* begin *
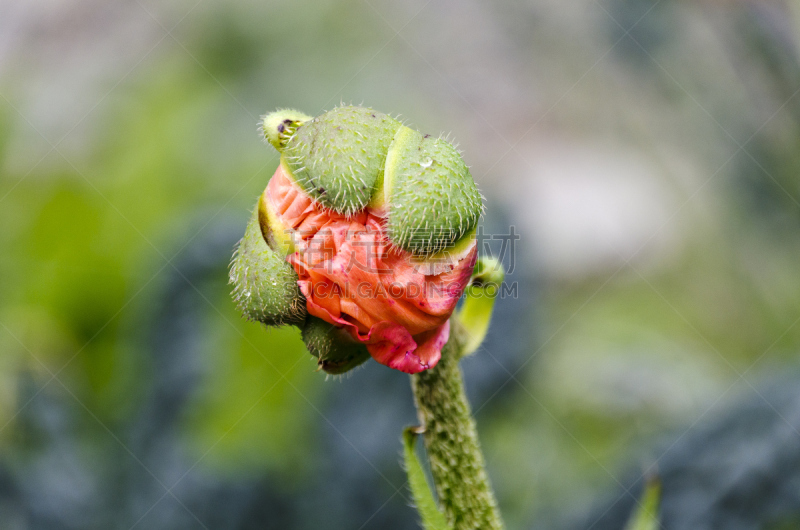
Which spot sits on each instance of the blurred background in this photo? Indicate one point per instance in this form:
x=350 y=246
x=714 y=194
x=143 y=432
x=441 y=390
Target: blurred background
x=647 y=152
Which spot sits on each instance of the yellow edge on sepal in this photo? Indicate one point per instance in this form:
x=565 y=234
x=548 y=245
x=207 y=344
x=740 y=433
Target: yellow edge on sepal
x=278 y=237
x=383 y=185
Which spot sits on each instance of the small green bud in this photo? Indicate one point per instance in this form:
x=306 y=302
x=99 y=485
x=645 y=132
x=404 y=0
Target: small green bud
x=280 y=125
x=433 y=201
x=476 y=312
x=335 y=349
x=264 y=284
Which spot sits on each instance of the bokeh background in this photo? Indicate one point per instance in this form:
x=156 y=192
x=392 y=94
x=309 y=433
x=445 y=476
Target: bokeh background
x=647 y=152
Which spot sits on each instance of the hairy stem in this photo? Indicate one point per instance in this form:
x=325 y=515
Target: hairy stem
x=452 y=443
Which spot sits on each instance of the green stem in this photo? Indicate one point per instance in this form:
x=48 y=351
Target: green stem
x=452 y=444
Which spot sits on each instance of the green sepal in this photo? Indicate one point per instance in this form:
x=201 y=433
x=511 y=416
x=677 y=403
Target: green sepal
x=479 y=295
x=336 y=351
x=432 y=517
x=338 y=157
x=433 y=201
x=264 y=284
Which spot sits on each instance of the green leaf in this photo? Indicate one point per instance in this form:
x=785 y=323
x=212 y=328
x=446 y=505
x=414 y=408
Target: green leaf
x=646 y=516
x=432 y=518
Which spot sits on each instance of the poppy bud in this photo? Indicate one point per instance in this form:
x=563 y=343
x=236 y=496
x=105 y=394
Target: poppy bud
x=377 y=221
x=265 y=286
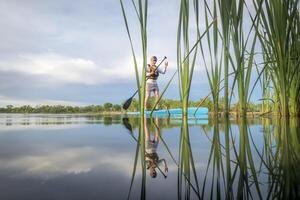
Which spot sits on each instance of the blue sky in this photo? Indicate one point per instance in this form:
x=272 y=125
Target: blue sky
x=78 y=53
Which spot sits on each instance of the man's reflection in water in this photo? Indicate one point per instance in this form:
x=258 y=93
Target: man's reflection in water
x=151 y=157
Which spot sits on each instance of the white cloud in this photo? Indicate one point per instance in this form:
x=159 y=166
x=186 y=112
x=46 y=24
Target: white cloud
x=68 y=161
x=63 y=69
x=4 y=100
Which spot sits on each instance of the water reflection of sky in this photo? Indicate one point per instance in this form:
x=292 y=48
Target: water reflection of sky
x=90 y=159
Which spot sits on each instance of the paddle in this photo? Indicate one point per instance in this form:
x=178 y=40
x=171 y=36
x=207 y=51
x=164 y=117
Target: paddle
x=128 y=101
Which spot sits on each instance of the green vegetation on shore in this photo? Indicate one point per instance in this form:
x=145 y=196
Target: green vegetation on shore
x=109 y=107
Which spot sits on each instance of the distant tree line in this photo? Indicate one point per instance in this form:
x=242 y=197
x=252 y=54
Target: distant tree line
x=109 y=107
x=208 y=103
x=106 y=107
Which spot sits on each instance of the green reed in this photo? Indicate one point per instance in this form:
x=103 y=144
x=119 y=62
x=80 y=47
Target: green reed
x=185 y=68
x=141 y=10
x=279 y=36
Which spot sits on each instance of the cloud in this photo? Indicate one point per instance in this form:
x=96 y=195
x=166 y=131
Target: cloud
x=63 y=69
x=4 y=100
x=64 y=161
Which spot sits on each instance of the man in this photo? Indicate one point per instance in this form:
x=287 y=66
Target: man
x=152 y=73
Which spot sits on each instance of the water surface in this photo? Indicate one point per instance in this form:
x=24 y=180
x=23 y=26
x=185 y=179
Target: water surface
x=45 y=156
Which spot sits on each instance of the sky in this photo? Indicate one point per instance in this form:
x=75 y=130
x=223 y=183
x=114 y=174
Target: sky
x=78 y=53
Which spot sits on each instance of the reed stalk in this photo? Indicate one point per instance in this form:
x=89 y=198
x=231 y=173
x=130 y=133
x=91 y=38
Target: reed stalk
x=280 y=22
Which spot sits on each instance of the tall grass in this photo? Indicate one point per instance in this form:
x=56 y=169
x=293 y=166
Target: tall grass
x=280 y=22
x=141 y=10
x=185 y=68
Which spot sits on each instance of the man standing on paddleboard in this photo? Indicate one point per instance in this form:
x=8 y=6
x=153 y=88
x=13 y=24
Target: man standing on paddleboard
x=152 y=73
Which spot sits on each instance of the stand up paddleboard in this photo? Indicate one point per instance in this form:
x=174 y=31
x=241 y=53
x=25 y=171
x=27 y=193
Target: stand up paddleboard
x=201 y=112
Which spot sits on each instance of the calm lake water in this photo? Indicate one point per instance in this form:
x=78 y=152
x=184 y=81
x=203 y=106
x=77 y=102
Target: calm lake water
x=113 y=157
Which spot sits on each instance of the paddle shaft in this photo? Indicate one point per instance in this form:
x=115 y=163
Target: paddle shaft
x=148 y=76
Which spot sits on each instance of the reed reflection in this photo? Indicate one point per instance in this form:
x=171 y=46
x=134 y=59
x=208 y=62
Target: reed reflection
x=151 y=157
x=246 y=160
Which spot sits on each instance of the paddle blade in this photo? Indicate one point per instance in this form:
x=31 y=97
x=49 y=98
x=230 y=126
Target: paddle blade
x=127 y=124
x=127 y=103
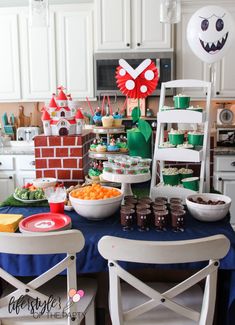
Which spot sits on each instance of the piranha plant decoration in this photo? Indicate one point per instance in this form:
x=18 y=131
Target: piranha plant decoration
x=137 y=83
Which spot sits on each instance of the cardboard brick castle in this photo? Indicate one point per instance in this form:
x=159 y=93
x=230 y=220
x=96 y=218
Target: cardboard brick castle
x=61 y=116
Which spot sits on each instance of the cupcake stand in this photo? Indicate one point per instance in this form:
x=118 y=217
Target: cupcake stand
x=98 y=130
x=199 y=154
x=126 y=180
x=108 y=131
* end *
Exercise goal:
Convert all the rows above into a numbered list with one line per item. Skip blank lines and leave the pictures out.

Task answer:
1. Which spot sits on each instance of the blurred background in this photo? Indicate one point per instance in this form:
2. x=350 y=246
3. x=714 y=194
4. x=143 y=432
5. x=441 y=390
6. Target: blurred background
7. x=647 y=152
8. Which spot sits on each instance of the yellow edge on sepal in this photo? Indicate one point per instance in this form:
9. x=565 y=234
10. x=548 y=245
11. x=207 y=344
12. x=740 y=433
13. Target: yellow edge on sepal
14. x=278 y=237
15. x=383 y=185
16. Which spot sits on each instance of the small green bud in this photo? Indicate one point per instance in this form:
17. x=306 y=302
18. x=99 y=485
19. x=645 y=132
20. x=404 y=0
21. Target: small green bud
22. x=280 y=125
23. x=433 y=201
24. x=476 y=312
25. x=335 y=349
26. x=264 y=284
27. Which spot sits on each instance of the bokeh background in this photo? Indicate one point per instance in this form:
28. x=156 y=192
29. x=392 y=94
30. x=309 y=433
31. x=445 y=476
32. Target: bokeh background
33. x=647 y=152
34. Which spot sits on each instance of the hairy stem in this photo? Indicate one point per instance in this form:
35. x=325 y=515
36. Target: hairy stem
37. x=452 y=443
38. Which spot sits on each instance of the green stem in this photo? Indicate one point per instance in this form:
39. x=48 y=351
40. Target: green stem
41. x=452 y=444
42. Which spot sits on each instance of the green sepal in this photo? Indicate one point per instance in this form:
43. x=201 y=433
44. x=511 y=416
45. x=677 y=403
46. Target: green sepal
47. x=479 y=295
48. x=336 y=351
49. x=432 y=517
50. x=338 y=157
51. x=433 y=201
52. x=264 y=284
53. Which spot sits on each instance of the green leaf in this photo? Indicate one point per instance in this form:
54. x=785 y=323
55. x=212 y=328
56. x=446 y=505
57. x=414 y=408
58. Target: green leaf
59. x=646 y=516
60. x=432 y=518
61. Which spot sits on each instance of the poppy bud in this photo? Indicate one point per instance in this form:
62. x=563 y=343
63. x=236 y=496
64. x=105 y=394
65. Target: poppy bud
66. x=377 y=221
67. x=265 y=286
68. Which spot sits on each instance of the blue sky in this photo? Indicate one point per instance in this form:
69. x=272 y=125
70. Target: blue sky
71. x=78 y=53
72. Which spot sits on each instance of the man's reflection in water in this photo? Indicate one point per instance in this form:
73. x=258 y=93
74. Target: man's reflection in water
75. x=151 y=157
76. Which spot sits on each instance of the white cloud in this photo? Indicate one point per instance in this form:
77. x=159 y=166
78. x=186 y=112
79. x=46 y=24
80. Target: white cloud
81. x=68 y=161
82. x=63 y=69
83. x=4 y=100
84. Which spot sits on each instance of the water reflection of sky in this photo? Indicate one point per instance in this form:
85. x=292 y=48
86. Target: water reflection of sky
87. x=90 y=159
88. Which spot sits on each instance of the paddle in this photo? Indicate one point per instance in this form:
89. x=178 y=40
90. x=171 y=36
91. x=207 y=51
92. x=164 y=117
93. Target: paddle
94. x=128 y=101
95. Which spot sits on each instance of the green vegetation on shore in this photo? Indicate one point per instance in this form:
96. x=145 y=196
97. Target: green vegetation on shore
98. x=109 y=107
99. Which spot sits on each instance of the distant tree line in this photo? Indicate one point per instance in this form:
100. x=242 y=197
101. x=252 y=54
102. Target: distant tree line
103. x=109 y=107
104. x=208 y=103
105. x=106 y=107
106. Which spot sits on each instance of the green reed in this photo? Indicate one point per instance in this form:
107. x=103 y=144
108. x=119 y=62
109. x=80 y=47
110. Target: green reed
111. x=185 y=68
112. x=141 y=10
113. x=279 y=36
114. Which spot sits on each instance of the cloud in this photo? Indicate one point per instance in this form:
115. x=96 y=195
116. x=166 y=131
117. Target: cloud
118. x=63 y=69
119. x=4 y=100
120. x=64 y=161
121. Which spot sits on each instance of the man in this photo? Indicate one point per instance in this form:
122. x=287 y=66
123. Target: man
124. x=152 y=73
125. Which spot sits on each instance of the water surface in this photo? Indicate one point per instance in this form:
126. x=24 y=180
127. x=23 y=26
128. x=185 y=179
129. Target: water surface
130. x=45 y=156
131. Which spot sits on each instance of the sky in this photo? Indicate one point per instance in this form:
132. x=75 y=130
133. x=223 y=183
134. x=114 y=174
135. Target: sky
136. x=78 y=53
137. Which spot sits on each instance of the reed stalk in this photo? Indicate one point per instance in this form:
138. x=89 y=198
139. x=231 y=173
140. x=130 y=133
141. x=91 y=38
142. Target: reed stalk
143. x=280 y=22
144. Which spot sits on each instance of the tall grass in this photo? Indicate one point per instance in this form:
145. x=56 y=169
146. x=293 y=166
147. Target: tall grass
148. x=280 y=22
149. x=141 y=10
150. x=185 y=68
151. Which spot sits on each instance of the man standing on paddleboard in this photo? Indicate one point per instance in this form:
152. x=8 y=6
153. x=153 y=88
154. x=13 y=24
155. Target: man standing on paddleboard
156. x=152 y=73
157. Which spot sits on each instance of the stand up paddleboard in this photo? Indicate one point per instance in this form:
158. x=174 y=31
159. x=241 y=53
160. x=25 y=171
161. x=27 y=193
162. Target: stand up paddleboard
163. x=201 y=112
164. Which spot sits on each instance of the calm lake water in this photo? Indicate one point per instance in this form:
165. x=78 y=152
166. x=184 y=81
167. x=203 y=106
168. x=77 y=102
169. Target: calm lake water
170. x=113 y=157
171. Which spot sits on each instance of the paddle shaft in this photo? Indicate one point per instance in this form:
172. x=115 y=163
173. Target: paddle shaft
174. x=148 y=76
175. Which spot sits on each instance of the reed reflection in this photo? Indicate one point per instance in this form:
176. x=171 y=46
177. x=134 y=59
178. x=208 y=62
179. Target: reed reflection
180. x=151 y=157
181. x=246 y=160
182. Which spot sits on each instance of the paddle blade in this photo? Indicate one point per instance in this form:
183. x=31 y=97
184. x=49 y=98
185. x=230 y=126
186. Target: paddle blade
187. x=127 y=124
188. x=127 y=103
189. Which spot sits on each instance of the piranha plant decoration in this photo? Indicate one point per instance in this form:
190. x=18 y=131
191. Target: piranha plant decoration
192. x=137 y=83
193. Which spot sits on each instance of the cardboard brick castle in this photo? Indicate one point per instance in this form:
194. x=159 y=93
195. x=230 y=220
196. x=96 y=218
197. Target: cardboard brick castle
198. x=61 y=116
199. Which spot sits on each instance of the cupcake stand in this photo? Indicate one point per instance in this form:
200. x=118 y=217
201. Target: cupcake stand
202. x=98 y=130
203. x=199 y=154
204. x=126 y=180
205. x=108 y=131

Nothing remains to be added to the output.